BEGIN PROVIDED DATA

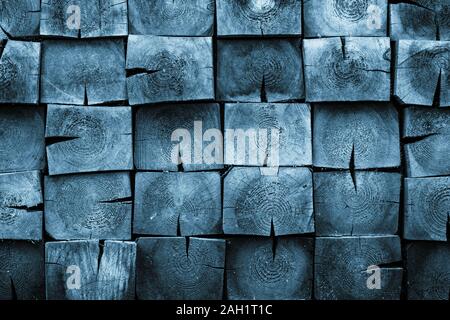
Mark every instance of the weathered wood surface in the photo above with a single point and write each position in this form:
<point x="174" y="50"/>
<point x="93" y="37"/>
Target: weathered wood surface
<point x="259" y="18"/>
<point x="101" y="18"/>
<point x="107" y="274"/>
<point x="169" y="69"/>
<point x="19" y="72"/>
<point x="84" y="72"/>
<point x="428" y="271"/>
<point x="255" y="204"/>
<point x="156" y="139"/>
<point x="369" y="205"/>
<point x="341" y="266"/>
<point x="172" y="269"/>
<point x="22" y="144"/>
<point x="171" y="203"/>
<point x="267" y="70"/>
<point x="22" y="270"/>
<point x="359" y="136"/>
<point x="326" y="18"/>
<point x="347" y="69"/>
<point x="426" y="134"/>
<point x="289" y="145"/>
<point x="422" y="74"/>
<point x="88" y="206"/>
<point x="171" y="18"/>
<point x="258" y="269"/>
<point x="88" y="139"/>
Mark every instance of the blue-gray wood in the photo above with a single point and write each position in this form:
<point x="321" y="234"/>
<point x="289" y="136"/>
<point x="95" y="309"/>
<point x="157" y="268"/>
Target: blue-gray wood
<point x="83" y="72"/>
<point x="258" y="269"/>
<point x="341" y="266"/>
<point x="90" y="139"/>
<point x="106" y="274"/>
<point x="428" y="271"/>
<point x="360" y="136"/>
<point x="369" y="205"/>
<point x="174" y="269"/>
<point x="88" y="206"/>
<point x="19" y="72"/>
<point x="259" y="18"/>
<point x="171" y="203"/>
<point x="169" y="69"/>
<point x="257" y="204"/>
<point x="22" y="138"/>
<point x="21" y="213"/>
<point x="268" y="70"/>
<point x="174" y="18"/>
<point x="347" y="69"/>
<point x="289" y="145"/>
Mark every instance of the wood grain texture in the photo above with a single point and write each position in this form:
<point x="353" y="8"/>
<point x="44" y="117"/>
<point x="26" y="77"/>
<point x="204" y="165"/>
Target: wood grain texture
<point x="257" y="271"/>
<point x="104" y="275"/>
<point x="347" y="69"/>
<point x="88" y="206"/>
<point x="363" y="135"/>
<point x="91" y="139"/>
<point x="254" y="204"/>
<point x="168" y="203"/>
<point x="341" y="265"/>
<point x="170" y="269"/>
<point x="169" y="69"/>
<point x="83" y="72"/>
<point x="256" y="70"/>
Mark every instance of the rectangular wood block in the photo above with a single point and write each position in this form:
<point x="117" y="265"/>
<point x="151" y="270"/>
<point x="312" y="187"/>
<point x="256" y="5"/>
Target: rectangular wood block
<point x="169" y="69"/>
<point x="171" y="204"/>
<point x="88" y="206"/>
<point x="81" y="139"/>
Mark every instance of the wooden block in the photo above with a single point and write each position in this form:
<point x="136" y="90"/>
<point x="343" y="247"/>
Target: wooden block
<point x="369" y="205"/>
<point x="169" y="69"/>
<point x="22" y="143"/>
<point x="156" y="138"/>
<point x="347" y="69"/>
<point x="172" y="203"/>
<point x="255" y="204"/>
<point x="426" y="134"/>
<point x="341" y="266"/>
<point x="101" y="18"/>
<point x="22" y="270"/>
<point x="171" y="269"/>
<point x="105" y="274"/>
<point x="259" y="18"/>
<point x="326" y="18"/>
<point x="427" y="213"/>
<point x="292" y="142"/>
<point x="88" y="206"/>
<point x="89" y="139"/>
<point x="359" y="136"/>
<point x="428" y="271"/>
<point x="258" y="269"/>
<point x="421" y="73"/>
<point x="19" y="72"/>
<point x="259" y="70"/>
<point x="83" y="72"/>
<point x="172" y="18"/>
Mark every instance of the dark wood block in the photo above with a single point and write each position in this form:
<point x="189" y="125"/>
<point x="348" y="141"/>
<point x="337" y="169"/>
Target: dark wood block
<point x="89" y="139"/>
<point x="168" y="203"/>
<point x="169" y="69"/>
<point x="171" y="269"/>
<point x="83" y="72"/>
<point x="347" y="69"/>
<point x="259" y="70"/>
<point x="88" y="206"/>
<point x="341" y="266"/>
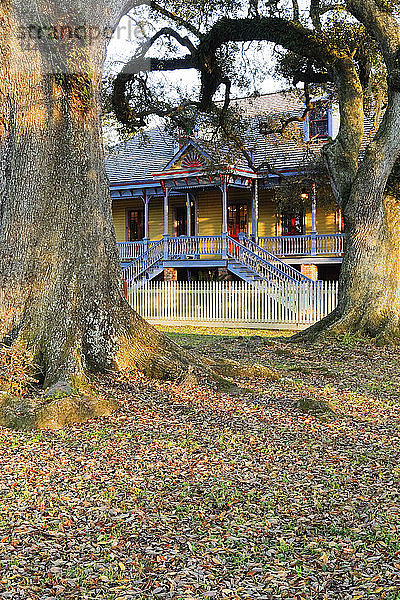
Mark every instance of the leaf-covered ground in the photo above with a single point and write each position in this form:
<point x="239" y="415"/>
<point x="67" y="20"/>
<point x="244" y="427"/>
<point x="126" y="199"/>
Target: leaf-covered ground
<point x="288" y="490"/>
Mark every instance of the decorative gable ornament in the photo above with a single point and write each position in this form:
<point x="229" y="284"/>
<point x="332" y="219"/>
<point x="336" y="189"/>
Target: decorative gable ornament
<point x="192" y="160"/>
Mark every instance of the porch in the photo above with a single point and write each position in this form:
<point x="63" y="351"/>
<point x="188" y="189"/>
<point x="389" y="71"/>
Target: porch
<point x="243" y="257"/>
<point x="285" y="247"/>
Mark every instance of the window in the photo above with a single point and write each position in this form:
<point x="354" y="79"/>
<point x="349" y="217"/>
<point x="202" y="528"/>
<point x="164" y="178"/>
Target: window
<point x="339" y="221"/>
<point x="318" y="120"/>
<point x="237" y="219"/>
<point x="292" y="223"/>
<point x="134" y="225"/>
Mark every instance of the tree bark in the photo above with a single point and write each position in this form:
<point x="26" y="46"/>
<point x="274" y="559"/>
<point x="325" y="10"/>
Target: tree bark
<point x="60" y="281"/>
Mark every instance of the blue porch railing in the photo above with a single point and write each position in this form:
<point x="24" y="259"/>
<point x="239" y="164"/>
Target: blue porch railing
<point x="213" y="245"/>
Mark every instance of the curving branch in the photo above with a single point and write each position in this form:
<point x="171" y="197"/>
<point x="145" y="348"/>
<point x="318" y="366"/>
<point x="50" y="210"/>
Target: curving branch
<point x="296" y="11"/>
<point x="175" y="18"/>
<point x="167" y="32"/>
<point x="384" y="28"/>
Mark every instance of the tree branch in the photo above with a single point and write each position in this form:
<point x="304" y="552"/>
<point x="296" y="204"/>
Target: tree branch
<point x="168" y="32"/>
<point x="296" y="11"/>
<point x="384" y="29"/>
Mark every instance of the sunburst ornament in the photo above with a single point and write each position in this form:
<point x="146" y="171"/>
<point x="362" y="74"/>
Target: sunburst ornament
<point x="192" y="160"/>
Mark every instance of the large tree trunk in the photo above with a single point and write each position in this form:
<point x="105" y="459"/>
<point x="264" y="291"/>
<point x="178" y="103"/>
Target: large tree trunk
<point x="60" y="281"/>
<point x="369" y="290"/>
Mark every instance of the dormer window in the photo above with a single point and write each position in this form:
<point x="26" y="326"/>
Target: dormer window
<point x="318" y="120"/>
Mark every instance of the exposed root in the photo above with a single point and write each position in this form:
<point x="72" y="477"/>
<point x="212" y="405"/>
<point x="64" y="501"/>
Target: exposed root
<point x="355" y="323"/>
<point x="56" y="413"/>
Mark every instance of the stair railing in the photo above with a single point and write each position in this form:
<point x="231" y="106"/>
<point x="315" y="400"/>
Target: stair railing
<point x="144" y="262"/>
<point x="255" y="263"/>
<point x="274" y="260"/>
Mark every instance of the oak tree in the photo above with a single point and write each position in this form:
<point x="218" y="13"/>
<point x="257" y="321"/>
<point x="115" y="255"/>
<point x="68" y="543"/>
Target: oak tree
<point x="354" y="47"/>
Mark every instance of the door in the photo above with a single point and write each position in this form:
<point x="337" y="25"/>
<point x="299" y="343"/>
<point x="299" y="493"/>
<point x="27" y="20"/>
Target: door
<point x="180" y="221"/>
<point x="135" y="225"/>
<point x="237" y="219"/>
<point x="292" y="223"/>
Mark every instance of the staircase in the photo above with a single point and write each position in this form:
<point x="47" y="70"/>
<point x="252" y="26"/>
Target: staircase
<point x="288" y="271"/>
<point x="145" y="267"/>
<point x="245" y="259"/>
<point x="252" y="263"/>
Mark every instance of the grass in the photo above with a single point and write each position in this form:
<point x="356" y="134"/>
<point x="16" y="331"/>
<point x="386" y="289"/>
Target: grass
<point x="289" y="491"/>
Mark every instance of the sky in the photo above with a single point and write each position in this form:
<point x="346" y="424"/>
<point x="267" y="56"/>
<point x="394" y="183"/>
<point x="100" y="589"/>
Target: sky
<point x="127" y="38"/>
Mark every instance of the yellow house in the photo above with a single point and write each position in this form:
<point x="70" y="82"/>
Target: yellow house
<point x="176" y="216"/>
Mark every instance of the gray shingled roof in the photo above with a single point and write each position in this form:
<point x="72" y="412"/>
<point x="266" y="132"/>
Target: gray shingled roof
<point x="138" y="158"/>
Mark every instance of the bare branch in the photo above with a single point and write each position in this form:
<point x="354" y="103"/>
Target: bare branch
<point x="296" y="11"/>
<point x="168" y="32"/>
<point x="383" y="26"/>
<point x="176" y="18"/>
<point x="315" y="14"/>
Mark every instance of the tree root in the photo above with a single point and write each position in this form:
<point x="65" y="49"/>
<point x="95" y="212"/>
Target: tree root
<point x="55" y="413"/>
<point x="358" y="325"/>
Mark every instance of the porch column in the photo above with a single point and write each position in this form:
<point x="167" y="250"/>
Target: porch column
<point x="224" y="217"/>
<point x="165" y="236"/>
<point x="196" y="213"/>
<point x="166" y="193"/>
<point x="224" y="206"/>
<point x="188" y="214"/>
<point x="254" y="211"/>
<point x="146" y="200"/>
<point x="313" y="219"/>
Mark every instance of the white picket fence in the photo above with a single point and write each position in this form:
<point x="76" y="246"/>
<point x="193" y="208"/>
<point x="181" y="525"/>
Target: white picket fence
<point x="284" y="305"/>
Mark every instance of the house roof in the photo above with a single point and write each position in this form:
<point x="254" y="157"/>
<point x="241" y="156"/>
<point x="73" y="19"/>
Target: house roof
<point x="139" y="158"/>
<point x="136" y="159"/>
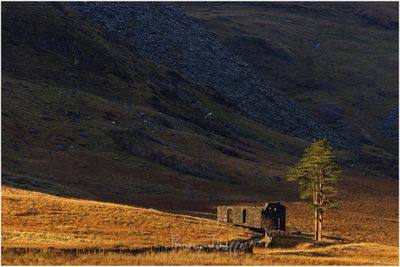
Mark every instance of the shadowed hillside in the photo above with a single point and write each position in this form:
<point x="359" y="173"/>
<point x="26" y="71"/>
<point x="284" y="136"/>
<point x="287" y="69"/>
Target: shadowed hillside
<point x="339" y="60"/>
<point x="85" y="116"/>
<point x="97" y="134"/>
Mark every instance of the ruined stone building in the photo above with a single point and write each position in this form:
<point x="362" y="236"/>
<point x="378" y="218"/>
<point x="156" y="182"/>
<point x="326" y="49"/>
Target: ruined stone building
<point x="270" y="217"/>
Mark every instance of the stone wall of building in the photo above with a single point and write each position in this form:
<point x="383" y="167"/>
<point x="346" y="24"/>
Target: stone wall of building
<point x="270" y="217"/>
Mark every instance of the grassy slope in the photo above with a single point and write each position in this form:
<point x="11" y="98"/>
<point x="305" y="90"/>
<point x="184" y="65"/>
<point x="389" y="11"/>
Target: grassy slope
<point x="59" y="119"/>
<point x="355" y="68"/>
<point x="332" y="254"/>
<point x="32" y="219"/>
<point x="40" y="220"/>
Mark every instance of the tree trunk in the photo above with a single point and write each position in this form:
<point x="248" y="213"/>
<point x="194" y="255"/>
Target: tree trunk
<point x="316" y="224"/>
<point x="320" y="219"/>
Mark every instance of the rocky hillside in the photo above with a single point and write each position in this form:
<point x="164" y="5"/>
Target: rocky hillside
<point x="338" y="60"/>
<point x="163" y="33"/>
<point x="83" y="115"/>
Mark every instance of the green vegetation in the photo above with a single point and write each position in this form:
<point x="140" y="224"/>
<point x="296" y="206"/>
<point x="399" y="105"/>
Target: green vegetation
<point x="316" y="174"/>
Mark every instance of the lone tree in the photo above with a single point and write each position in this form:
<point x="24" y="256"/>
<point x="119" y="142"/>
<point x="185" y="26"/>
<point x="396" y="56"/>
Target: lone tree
<point x="317" y="176"/>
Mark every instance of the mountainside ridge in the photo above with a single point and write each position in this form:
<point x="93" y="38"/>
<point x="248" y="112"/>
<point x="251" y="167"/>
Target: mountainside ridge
<point x="160" y="31"/>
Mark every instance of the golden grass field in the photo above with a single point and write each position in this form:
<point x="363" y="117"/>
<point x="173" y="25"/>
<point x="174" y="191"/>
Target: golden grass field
<point x="34" y="219"/>
<point x="367" y="223"/>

END PROVIDED DATA

# [TASK PROMPT]
Everything above from the line containing "Target: dark wood block" down to the line containing "Mark every instance of the window" is to be duplicated exactly, both lines included, and the pictures are to be omitted.

# [SOLUTION TO THIS TASK]
Target: dark wood block
<point x="89" y="139"/>
<point x="168" y="203"/>
<point x="169" y="69"/>
<point x="171" y="269"/>
<point x="83" y="72"/>
<point x="347" y="69"/>
<point x="259" y="70"/>
<point x="88" y="206"/>
<point x="341" y="266"/>
Mark every instance of the leaf-covered ground in the photo above with a single point and write each position in this form:
<point x="239" y="415"/>
<point x="67" y="20"/>
<point x="244" y="427"/>
<point x="126" y="199"/>
Target: leaf-covered ground
<point x="288" y="490"/>
Mark every instance of the decorative gable ornament in the photo above with a single point and write each position in this form:
<point x="229" y="284"/>
<point x="332" y="219"/>
<point x="336" y="189"/>
Target: decorative gable ornament
<point x="192" y="160"/>
Mark every instance of the porch in the photo above with a single point and write each position in this form:
<point x="63" y="351"/>
<point x="188" y="189"/>
<point x="389" y="71"/>
Target: porch
<point x="243" y="257"/>
<point x="285" y="247"/>
Mark every instance of the window in the photo above with a single point and write each position in this form:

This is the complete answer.